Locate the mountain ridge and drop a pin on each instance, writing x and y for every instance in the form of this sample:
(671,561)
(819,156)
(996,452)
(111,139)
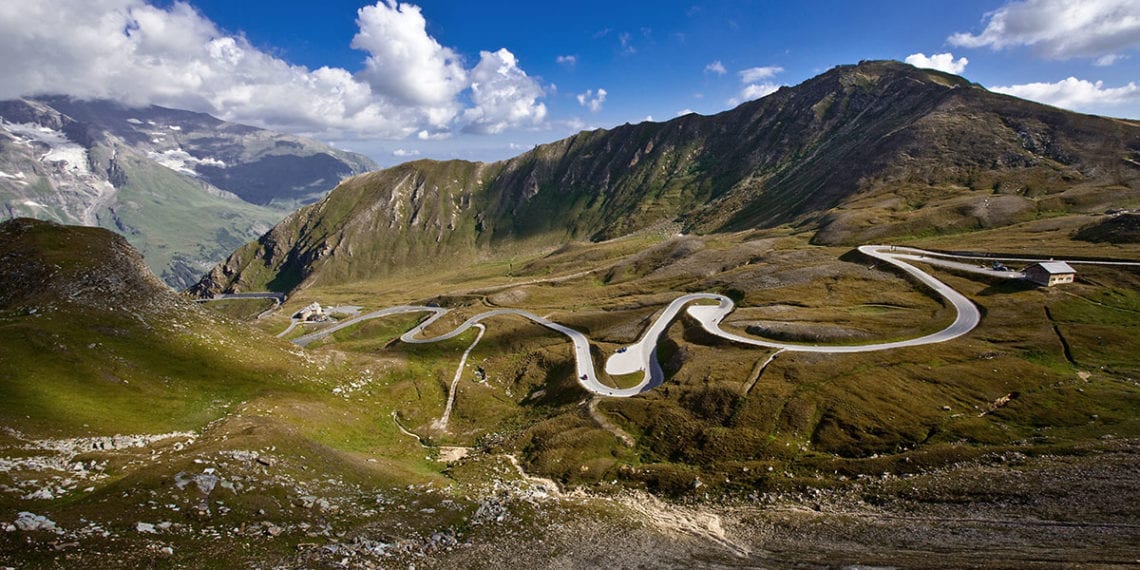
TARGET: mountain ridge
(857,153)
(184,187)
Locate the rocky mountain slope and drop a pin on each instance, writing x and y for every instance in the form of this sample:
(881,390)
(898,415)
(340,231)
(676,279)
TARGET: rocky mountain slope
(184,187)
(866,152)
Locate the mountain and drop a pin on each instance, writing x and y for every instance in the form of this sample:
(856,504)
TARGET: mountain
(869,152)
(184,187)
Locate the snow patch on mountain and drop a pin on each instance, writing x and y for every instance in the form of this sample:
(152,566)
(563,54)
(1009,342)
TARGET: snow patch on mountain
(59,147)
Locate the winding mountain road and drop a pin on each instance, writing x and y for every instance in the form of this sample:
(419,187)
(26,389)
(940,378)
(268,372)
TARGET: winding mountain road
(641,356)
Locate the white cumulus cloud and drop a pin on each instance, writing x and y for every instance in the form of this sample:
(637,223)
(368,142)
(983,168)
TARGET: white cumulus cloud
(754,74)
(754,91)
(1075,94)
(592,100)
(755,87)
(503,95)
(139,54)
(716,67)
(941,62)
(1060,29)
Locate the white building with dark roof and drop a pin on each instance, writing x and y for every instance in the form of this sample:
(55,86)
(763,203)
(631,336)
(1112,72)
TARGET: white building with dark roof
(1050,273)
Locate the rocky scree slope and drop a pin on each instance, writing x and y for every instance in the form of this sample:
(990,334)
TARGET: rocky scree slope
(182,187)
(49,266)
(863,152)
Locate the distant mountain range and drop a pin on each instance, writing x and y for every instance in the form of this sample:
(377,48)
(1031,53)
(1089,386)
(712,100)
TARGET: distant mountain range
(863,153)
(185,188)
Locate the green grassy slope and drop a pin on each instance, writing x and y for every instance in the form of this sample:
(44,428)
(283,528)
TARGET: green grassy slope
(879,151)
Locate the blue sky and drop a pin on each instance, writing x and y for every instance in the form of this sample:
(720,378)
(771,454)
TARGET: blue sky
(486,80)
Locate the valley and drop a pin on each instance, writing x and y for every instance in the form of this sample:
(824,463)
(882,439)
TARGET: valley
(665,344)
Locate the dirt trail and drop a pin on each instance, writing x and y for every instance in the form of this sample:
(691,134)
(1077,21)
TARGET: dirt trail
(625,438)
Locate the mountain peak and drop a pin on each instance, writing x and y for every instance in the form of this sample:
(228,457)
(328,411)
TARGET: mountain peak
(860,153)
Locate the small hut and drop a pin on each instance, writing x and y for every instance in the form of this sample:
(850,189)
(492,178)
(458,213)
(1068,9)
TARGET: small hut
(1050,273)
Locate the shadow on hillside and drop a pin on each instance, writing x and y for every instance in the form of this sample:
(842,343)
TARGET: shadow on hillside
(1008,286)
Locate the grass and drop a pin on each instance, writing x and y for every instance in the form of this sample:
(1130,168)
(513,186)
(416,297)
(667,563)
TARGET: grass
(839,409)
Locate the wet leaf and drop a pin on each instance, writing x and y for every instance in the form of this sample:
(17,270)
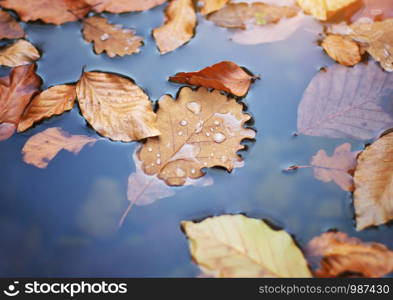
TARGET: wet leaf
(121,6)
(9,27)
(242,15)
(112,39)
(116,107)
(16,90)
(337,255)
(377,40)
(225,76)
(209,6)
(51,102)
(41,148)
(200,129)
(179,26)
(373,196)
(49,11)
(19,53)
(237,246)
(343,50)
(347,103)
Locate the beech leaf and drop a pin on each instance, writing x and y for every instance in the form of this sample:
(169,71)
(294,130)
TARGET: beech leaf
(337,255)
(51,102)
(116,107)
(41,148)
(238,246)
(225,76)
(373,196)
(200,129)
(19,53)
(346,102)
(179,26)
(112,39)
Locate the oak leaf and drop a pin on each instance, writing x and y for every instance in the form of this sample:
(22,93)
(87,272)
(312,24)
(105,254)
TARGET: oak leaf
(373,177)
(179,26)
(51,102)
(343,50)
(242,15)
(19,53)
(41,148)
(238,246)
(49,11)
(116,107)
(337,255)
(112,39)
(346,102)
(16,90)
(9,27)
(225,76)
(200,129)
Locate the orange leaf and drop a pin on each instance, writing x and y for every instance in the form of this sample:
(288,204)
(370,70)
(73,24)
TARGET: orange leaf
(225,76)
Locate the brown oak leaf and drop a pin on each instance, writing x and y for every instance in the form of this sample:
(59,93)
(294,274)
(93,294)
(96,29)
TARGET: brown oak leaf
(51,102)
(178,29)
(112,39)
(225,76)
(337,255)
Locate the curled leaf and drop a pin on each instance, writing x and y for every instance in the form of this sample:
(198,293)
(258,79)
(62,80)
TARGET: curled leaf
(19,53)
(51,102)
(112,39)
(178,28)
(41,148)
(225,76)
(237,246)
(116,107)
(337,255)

####

→ EXERCISE OBJECTIVE
Lay out everything from the line containing "Locate the brown" down to the last line of the entries as a Markdown table with the columns Row and Line, numbering each line in order and skipping any blank lines.

→ THE SOLUTION
| Row | Line |
|---|---|
| 1 | Locate the brown oak leaf and drop a pin on each instance, writing x and y for every instance in the form of this sample: |
| 2 | (59,93) |
| 3 | (294,274) |
| 4 | (93,294) |
| 5 | (96,29) |
| 6 | TARGET: brown oak leaf |
| 7 | (51,102) |
| 8 | (178,29) |
| 9 | (112,39) |
| 10 | (225,76) |
| 11 | (337,255) |
| 12 | Locate the curled leaf and drop a pin on each instance, writing x and y for every instance in the form of this sample: |
| 13 | (198,293) |
| 14 | (258,79) |
| 15 | (62,80) |
| 16 | TARGET: curled leaf |
| 17 | (19,53) |
| 18 | (51,102) |
| 19 | (112,39) |
| 20 | (178,28) |
| 21 | (41,148) |
| 22 | (225,76) |
| 23 | (237,246) |
| 24 | (116,107) |
| 25 | (337,255) |